▶ **What the task requires**
Count the lines in the data below that contain the word "black" and give only that number.

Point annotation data
###

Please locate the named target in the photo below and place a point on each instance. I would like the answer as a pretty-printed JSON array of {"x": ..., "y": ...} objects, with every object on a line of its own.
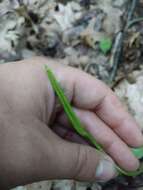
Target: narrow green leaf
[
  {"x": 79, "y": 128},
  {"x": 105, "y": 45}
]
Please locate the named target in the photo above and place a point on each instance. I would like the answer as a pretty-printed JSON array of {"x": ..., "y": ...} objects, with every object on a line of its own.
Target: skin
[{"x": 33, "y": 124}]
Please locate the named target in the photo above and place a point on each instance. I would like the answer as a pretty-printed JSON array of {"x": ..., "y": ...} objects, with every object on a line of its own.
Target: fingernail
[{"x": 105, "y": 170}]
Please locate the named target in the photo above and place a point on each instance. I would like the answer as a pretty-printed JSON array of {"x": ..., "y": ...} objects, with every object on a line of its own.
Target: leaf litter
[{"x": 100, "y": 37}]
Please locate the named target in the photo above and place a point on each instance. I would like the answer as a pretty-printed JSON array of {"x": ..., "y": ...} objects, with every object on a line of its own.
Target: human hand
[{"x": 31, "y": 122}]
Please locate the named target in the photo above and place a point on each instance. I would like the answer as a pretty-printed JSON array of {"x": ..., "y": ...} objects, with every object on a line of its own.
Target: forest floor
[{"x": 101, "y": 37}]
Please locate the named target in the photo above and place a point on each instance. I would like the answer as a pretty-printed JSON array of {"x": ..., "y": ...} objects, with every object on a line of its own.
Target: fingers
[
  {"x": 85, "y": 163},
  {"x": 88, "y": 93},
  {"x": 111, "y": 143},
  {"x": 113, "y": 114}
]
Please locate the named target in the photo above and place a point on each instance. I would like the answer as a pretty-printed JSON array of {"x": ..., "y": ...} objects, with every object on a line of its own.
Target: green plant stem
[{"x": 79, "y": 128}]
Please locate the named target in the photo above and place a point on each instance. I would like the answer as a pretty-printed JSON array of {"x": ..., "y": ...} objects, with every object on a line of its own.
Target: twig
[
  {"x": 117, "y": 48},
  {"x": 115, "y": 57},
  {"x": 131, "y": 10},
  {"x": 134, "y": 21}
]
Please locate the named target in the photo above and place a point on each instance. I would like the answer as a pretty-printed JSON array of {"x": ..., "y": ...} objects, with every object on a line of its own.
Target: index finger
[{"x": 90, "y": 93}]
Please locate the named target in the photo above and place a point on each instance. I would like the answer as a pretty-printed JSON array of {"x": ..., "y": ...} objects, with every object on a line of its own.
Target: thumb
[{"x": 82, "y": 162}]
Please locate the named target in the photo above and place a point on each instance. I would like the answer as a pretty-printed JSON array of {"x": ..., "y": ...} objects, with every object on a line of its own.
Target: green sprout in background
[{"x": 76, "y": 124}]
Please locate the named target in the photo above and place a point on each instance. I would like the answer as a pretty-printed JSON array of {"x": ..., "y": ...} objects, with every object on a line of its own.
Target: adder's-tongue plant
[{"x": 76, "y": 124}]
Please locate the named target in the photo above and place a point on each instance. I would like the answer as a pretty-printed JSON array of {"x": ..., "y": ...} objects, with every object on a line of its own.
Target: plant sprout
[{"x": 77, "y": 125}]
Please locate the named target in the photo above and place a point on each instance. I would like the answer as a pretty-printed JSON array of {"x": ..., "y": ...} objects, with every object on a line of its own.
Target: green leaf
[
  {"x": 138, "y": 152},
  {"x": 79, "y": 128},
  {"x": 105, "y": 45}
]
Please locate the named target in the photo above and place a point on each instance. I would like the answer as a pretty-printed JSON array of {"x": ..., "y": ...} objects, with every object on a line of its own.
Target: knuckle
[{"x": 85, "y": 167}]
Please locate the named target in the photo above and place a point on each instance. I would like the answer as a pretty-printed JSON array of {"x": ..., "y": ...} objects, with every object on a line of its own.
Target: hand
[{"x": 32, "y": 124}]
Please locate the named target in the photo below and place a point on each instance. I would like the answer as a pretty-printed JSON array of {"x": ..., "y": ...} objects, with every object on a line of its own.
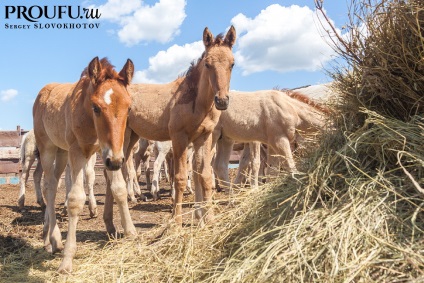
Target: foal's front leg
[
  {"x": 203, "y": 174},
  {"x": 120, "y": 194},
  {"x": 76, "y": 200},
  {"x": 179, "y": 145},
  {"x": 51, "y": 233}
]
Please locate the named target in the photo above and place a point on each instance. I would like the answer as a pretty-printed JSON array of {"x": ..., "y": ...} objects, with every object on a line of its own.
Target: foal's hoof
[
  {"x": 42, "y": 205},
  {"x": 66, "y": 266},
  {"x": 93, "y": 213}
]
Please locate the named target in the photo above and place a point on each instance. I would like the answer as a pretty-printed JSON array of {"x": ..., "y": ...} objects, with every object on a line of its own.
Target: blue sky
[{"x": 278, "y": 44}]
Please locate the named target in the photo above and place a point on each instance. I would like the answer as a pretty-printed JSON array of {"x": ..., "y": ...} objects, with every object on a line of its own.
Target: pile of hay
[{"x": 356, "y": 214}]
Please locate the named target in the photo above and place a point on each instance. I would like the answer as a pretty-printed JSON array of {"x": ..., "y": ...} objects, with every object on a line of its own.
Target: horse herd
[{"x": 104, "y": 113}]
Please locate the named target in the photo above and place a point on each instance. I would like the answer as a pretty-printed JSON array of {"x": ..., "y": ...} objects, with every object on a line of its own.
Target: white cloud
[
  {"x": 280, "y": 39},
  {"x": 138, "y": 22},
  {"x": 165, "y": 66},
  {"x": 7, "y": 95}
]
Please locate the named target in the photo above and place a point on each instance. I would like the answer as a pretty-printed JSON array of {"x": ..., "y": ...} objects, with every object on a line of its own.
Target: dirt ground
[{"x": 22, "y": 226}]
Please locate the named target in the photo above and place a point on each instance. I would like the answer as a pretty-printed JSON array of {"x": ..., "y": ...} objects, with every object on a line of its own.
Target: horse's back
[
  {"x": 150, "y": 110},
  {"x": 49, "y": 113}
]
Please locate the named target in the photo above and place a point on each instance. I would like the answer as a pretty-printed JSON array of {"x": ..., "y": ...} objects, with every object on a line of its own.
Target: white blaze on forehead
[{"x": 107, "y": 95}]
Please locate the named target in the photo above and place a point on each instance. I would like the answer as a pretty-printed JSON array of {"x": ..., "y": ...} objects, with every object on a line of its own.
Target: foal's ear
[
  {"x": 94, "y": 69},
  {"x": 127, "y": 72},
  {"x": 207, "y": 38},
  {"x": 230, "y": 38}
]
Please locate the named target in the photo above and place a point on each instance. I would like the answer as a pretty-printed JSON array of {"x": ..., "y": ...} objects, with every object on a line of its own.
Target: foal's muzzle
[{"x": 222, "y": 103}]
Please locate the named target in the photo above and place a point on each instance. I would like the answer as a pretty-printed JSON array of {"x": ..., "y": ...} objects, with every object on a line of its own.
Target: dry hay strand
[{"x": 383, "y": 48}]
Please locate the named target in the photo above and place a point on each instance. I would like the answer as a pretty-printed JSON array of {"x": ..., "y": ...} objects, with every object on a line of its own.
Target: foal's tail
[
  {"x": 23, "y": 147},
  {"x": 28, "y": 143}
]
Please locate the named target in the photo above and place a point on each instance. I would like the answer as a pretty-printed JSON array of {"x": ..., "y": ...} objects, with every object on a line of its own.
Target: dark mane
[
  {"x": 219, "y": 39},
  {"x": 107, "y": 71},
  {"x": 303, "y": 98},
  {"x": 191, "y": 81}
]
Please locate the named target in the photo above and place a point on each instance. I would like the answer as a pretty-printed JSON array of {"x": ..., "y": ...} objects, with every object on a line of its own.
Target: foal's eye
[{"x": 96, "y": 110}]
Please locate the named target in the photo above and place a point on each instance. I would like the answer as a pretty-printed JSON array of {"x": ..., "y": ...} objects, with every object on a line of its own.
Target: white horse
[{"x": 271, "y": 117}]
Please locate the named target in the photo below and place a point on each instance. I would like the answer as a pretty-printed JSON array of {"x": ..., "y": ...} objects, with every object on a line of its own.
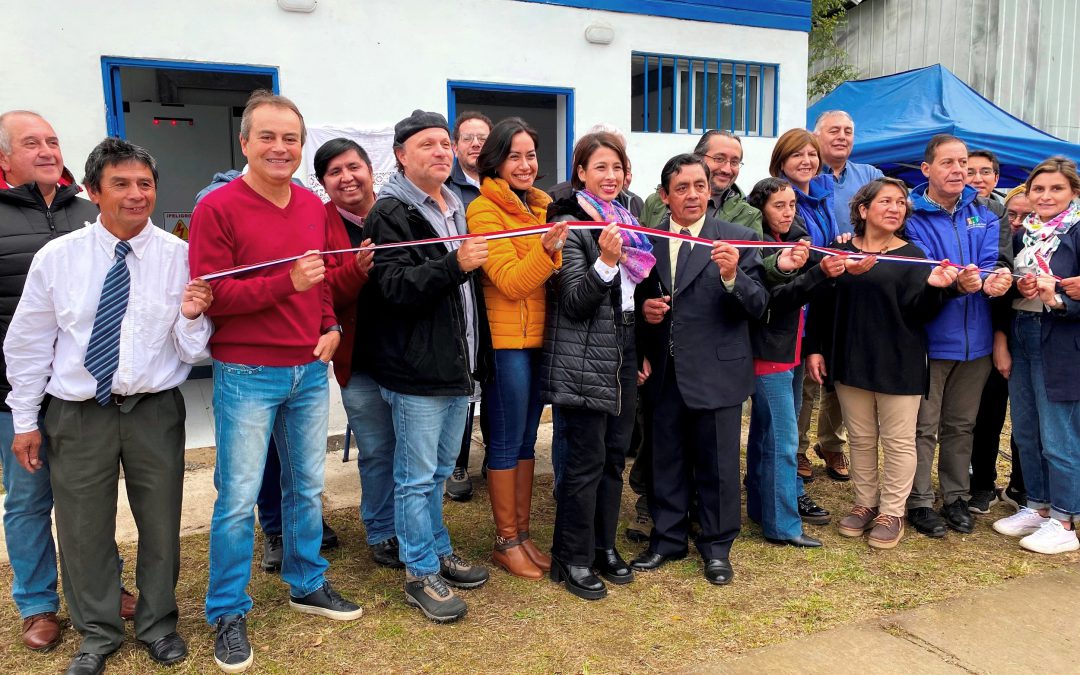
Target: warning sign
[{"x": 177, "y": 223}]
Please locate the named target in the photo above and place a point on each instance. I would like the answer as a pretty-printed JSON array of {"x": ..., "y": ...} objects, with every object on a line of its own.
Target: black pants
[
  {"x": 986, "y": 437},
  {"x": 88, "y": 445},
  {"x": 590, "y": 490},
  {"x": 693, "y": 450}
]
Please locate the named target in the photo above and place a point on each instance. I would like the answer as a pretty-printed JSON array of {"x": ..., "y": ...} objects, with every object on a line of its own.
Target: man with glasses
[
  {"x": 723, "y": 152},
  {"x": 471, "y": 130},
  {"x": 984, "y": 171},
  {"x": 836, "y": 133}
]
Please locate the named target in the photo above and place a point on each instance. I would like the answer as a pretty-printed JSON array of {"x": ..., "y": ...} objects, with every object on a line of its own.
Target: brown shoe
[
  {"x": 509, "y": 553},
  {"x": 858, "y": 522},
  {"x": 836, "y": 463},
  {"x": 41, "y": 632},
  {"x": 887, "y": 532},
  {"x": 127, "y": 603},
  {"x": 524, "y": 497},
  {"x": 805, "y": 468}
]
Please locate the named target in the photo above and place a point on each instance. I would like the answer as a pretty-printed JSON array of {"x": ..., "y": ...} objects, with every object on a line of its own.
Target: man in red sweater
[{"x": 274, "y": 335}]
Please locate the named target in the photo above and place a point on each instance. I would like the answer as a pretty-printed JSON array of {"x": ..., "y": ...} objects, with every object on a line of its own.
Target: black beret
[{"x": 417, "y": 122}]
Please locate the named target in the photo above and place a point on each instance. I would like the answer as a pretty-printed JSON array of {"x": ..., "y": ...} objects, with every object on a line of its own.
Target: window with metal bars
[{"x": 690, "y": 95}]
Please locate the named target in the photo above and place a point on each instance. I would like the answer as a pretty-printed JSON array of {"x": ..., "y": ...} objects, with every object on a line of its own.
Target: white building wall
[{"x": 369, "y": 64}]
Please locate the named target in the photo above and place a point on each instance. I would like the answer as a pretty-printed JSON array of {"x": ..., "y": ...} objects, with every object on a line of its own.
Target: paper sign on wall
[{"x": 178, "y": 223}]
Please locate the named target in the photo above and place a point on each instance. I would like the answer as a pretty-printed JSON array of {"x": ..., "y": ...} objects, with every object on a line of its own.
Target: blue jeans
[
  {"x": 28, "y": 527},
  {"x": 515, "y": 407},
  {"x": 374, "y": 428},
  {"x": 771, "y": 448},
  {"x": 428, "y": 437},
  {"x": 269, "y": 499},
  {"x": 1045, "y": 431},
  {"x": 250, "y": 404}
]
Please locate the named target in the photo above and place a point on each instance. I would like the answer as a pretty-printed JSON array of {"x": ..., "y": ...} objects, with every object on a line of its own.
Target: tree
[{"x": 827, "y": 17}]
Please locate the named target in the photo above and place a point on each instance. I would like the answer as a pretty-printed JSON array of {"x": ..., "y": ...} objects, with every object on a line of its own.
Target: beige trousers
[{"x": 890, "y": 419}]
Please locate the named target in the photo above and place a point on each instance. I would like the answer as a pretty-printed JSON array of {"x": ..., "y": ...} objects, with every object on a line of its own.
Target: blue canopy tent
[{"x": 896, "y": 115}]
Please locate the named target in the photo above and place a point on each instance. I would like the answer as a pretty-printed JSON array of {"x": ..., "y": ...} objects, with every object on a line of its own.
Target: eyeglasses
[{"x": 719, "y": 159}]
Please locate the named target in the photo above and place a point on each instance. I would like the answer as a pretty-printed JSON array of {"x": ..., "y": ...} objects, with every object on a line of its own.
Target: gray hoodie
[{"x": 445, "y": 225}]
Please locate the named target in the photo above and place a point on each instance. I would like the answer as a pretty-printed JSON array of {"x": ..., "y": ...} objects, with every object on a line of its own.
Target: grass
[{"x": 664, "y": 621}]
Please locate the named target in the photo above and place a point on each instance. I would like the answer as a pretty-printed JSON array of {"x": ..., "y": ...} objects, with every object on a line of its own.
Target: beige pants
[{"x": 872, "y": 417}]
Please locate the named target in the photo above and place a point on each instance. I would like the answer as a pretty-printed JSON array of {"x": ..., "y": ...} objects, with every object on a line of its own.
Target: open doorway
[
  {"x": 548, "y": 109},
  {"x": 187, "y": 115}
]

###

▶ **Solution to this exercise**
2